Have you lot used xen.bat and XenTweak_XP.
Go to x9000.net you will make XP stable by disabling
some of the services that you dont need. Its a good
tool for home use and if you read in readme files I
sure its ok for work use.
Its certanly quicker that formating and installing
a Linux distro. But install Linux may save you time in
long run.
Rebooting only takes 60 seconds so home users should
not find this a problem. Your server may not like it
so much as the DB is not up to speed for 1/2 an hour.
(But hwo gose to work at 12am on new years day ?)
And defrag only takes 10 minuts
(Remember 95/98 2-4 hours)
Also in the forums you lot should tell us how you make
Windows so stable and buying a new PC is not righ when
Linux, dos and Beos run fine.
“I don’t understand why tabbed browsing is such a “big deal”, as there is the task bar (on Windows). Plus, on a dual monitor setup, it doesn’t offer any advantage.”
I’d like to disagree – I’m currently typing this into a tabbed Epiphany window, on my second monitor, while I have some code open on the other monitor. When developing (websites) I’ll usually have my editor full screened on the main monitor, and a tabbed browser open with tabs for the site, the API docs, and any other docs I need open.
“I’m a BSD freak, but most of the MS bashing that goes on here is pure bunk. They’re no better and no worse than any other programming outfit.”
Much of it is bunk, but let’s face it, MS has put out shoddy software and terrible engineering botches like the Registry.
As for MS being “no better and no worse than any other programming outfit,” I’m not so sure. Two examples:
* In the Windows 3.1 betas, a routine ran that checking whether Windows 3.1 was running on MS-DOS rather than DR-DOS–which almost any company in MS’s position would have done. However, rather than put up a scary message warning that Win3.1 is being installed on a non-MS-blessed version of DOS, like other companies would have, MS did something sneakier–put up a cryptic error message that made it appear as if DR-DOS itself might be at fault. See Andrew Schulman’s article at http://www.ddj.com/documents/s=1030/ddj9309d/ (free subscription required) and his response to Microsoft’s attempt to explain itself at http://www.ddj.com/documents/s=1023/ddj9401o/ (again, free subscription required, and you have to scroll down to the part that says “Andrew responds:” to see the response.)
* Microsoft, in response to Apple’ “Switch” ads, puts up an ad about someone switching from the Mac to the PC. So far, pretty normal. What isn’t so normal is that this “switcher” was a paid Microsoft PR rep. The photo that was supposedly of the switcher was actually a stock photo. (See http://www.wired.com/news/business/0,1367,55785,00.html ).

Entries from a collection:
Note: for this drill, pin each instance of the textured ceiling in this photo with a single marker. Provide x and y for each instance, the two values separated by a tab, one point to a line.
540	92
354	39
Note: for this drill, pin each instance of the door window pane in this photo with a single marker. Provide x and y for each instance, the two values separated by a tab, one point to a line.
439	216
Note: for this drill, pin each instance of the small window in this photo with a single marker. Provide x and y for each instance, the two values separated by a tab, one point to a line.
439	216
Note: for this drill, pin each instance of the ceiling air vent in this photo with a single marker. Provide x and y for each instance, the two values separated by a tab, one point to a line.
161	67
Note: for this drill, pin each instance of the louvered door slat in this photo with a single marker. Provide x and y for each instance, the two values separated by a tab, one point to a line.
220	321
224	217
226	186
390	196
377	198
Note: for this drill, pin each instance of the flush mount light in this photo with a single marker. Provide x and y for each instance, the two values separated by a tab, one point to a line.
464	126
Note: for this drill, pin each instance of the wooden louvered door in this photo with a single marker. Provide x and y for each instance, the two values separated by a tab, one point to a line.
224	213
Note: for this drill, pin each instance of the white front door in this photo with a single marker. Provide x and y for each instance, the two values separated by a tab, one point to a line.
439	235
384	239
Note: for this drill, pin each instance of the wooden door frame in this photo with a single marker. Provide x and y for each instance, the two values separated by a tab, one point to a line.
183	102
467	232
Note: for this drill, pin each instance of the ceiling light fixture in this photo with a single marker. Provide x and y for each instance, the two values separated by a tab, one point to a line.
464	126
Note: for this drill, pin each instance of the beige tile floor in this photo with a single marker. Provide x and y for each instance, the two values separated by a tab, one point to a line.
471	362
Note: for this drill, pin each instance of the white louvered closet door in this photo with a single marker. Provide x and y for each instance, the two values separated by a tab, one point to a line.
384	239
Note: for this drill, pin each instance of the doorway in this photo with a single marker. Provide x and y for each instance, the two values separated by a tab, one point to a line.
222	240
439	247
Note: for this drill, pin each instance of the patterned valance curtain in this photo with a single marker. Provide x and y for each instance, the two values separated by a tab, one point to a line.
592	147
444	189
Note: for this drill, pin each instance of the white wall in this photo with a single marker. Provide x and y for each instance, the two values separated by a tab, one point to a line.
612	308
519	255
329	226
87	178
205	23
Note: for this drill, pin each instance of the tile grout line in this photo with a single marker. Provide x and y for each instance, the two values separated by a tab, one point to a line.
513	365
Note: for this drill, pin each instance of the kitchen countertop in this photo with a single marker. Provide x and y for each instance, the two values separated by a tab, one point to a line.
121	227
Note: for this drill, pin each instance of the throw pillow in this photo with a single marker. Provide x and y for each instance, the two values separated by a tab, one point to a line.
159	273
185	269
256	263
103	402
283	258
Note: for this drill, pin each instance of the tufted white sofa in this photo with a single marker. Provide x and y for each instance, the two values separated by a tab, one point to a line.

* [ACTIONS TO TAKE]
A - Answer these from the Windows forum comments:
(i) How long does rebooting take?
(ii) In what kind of window is the tabbed-browsing commenter typing?
(iii) Who was the "switcher" in the Microsoft ad actually?
B - Carry the Windows forum comments forward from their final sentence.
The entries have no role in this.

* [THE RESULTS]
A -
(i) 60 seconds
(ii) A tabbed Epiphany window
(iii) A paid Microsoft PR rep

B -
Like 6 months ago, all the articles i read about SP2 said RDC would be enhanced to allow you to logon remotely without booting someone physically connected. This would be usful on its own, but it was being pushed because of the (then) new Smart displays. Is this still going to be included now that Smart Displays are no more?
I know a lot of people (myself included) who were looking forward to this feature.
“IE is dead”…what about MSN 8 ( soon to be MSN 9 )…its the most innovative Browser on any platform; of course, it also points to fee based services.
>i read about SP2 said RDC would be enhanced to allow you to logon remotely without booting someone physically connected. This would be usful on its own,
One more time.:)
Mike, you should get Win2003 Server, it has that feature from the day one: up to 2 remote users plus one local simultaneously.
My Russian friends dump XP Pro in favor of Win2003 Server: same hardware requirements, more functionality for those who want it, less functionality (i.e., more security) for those who perform ‘default installation’, same great price (often less than $5 US) at least in Russia for Russians.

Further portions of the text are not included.